▸ **Supplied material**
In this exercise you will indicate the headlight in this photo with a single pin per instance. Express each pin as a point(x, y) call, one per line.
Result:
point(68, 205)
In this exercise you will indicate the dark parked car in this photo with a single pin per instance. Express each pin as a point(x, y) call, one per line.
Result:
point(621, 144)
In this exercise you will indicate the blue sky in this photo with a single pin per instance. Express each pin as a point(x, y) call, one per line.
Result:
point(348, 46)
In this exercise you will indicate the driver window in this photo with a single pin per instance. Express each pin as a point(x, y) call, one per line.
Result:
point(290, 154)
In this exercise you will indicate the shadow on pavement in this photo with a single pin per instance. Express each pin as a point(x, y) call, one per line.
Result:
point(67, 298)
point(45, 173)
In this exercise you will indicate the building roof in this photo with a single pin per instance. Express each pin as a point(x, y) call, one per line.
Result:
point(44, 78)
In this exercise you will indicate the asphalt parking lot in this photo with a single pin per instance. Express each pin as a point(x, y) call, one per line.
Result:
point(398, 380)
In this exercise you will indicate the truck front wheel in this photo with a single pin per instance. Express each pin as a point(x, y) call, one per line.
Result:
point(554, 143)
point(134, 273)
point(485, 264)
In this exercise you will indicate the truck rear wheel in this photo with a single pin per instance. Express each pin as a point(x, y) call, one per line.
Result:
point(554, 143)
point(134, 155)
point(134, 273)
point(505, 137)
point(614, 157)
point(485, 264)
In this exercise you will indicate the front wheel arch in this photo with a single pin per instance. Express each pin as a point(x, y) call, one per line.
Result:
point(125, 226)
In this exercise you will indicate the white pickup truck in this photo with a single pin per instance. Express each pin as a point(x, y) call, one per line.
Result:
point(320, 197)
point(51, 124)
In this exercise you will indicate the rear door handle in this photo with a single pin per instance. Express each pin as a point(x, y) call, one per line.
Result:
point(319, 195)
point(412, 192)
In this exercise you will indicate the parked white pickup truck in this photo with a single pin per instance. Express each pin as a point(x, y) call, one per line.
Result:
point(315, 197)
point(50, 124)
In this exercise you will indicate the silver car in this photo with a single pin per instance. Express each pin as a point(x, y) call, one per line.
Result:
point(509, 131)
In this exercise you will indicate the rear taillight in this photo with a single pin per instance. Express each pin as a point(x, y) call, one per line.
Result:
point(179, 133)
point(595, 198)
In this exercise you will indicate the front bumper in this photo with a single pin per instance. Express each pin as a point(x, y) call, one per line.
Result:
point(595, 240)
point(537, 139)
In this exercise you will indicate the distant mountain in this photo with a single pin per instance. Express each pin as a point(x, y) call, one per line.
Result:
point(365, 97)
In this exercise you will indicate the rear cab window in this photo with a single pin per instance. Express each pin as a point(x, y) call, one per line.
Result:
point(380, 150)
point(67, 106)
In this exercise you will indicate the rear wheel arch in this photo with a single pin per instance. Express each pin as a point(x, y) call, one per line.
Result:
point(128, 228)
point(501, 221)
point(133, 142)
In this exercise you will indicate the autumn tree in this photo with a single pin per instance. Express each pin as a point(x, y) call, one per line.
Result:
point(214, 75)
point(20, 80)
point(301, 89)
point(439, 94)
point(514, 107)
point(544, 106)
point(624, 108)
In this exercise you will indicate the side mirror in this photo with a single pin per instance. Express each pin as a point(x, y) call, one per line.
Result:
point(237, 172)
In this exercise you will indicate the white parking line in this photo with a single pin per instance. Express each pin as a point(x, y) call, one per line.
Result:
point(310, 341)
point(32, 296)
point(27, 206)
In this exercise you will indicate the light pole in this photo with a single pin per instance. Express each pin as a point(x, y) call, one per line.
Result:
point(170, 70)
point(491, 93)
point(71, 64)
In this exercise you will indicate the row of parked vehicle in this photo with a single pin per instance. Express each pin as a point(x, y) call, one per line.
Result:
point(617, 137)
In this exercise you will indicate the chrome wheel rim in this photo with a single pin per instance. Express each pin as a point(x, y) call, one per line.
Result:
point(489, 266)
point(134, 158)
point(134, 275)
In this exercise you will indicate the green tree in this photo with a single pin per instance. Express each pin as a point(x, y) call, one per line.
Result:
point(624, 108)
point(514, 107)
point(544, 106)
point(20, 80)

▸ **What is required**
The response should hold exactly the lines starting at the line with "In this exercise you will indicate the silver" and ending at the line with "In this exercise you will indicate the chrome", and no other line of the material above.

▸ **Written solution**
In this exercise you will indicate the silver car in this photo with a single pin per instance. Express each pin as a point(x, y) call, one per line.
Result:
point(509, 131)
In this exercise you will indicate the rear taillight in this photo with a single pin per instance. Express each pin as a point(x, y) call, one per line.
Result:
point(179, 133)
point(595, 198)
In this exercise you will indicate the front bumper in this photo with a single pin per instance. Express each pin as a point(x, y) call, one per line.
Result:
point(595, 240)
point(537, 139)
In this exercise you will indicate the distant mountain in this photo with a single pin per instance. Express each pin as a point(x, y) call, one per line.
Result:
point(365, 97)
In this exercise you will indicate the rear cab window in this photo with a single pin per instance. Express each pin as a point(x, y) call, one per line.
Result:
point(380, 150)
point(67, 106)
In this exercise you will indicate the rear wheel arch in this photo with a single pin per instance. Express each pin as a point(x, y) call, one per line.
Result:
point(128, 228)
point(501, 221)
point(133, 142)
In this exercise you will indicate the autumn tree in this photo with a single pin per instance. Express each pin as a point(x, y) call, one per line.
Result:
point(214, 75)
point(20, 80)
point(301, 89)
point(439, 94)
point(514, 107)
point(544, 106)
point(624, 108)
In this exercise you will indicate the side mirror in this photo with a single pin per instance. Express each pin as a point(x, y) call, one per line.
Result:
point(237, 172)
In this exercise you will indicate the white parking line in this photo with a single pin per instance. Express each pin as a point(x, y) call, one per line.
Result:
point(310, 341)
point(32, 296)
point(27, 206)
In this exercise you will indicate the light pole in this photo with a single pin per instance. Express each pin as a point(x, y) call, one per line.
Result:
point(170, 70)
point(491, 93)
point(71, 64)
In this exercise you will indicate the row of parked vehicle in this photo with a single pin per instance. Express each pin as a point(x, y) call, one per line.
Result:
point(617, 137)
In this exercise you will indicate the chrome wheel rim in this photo with a single pin per instance. Express each pin as a point(x, y) call, one per line.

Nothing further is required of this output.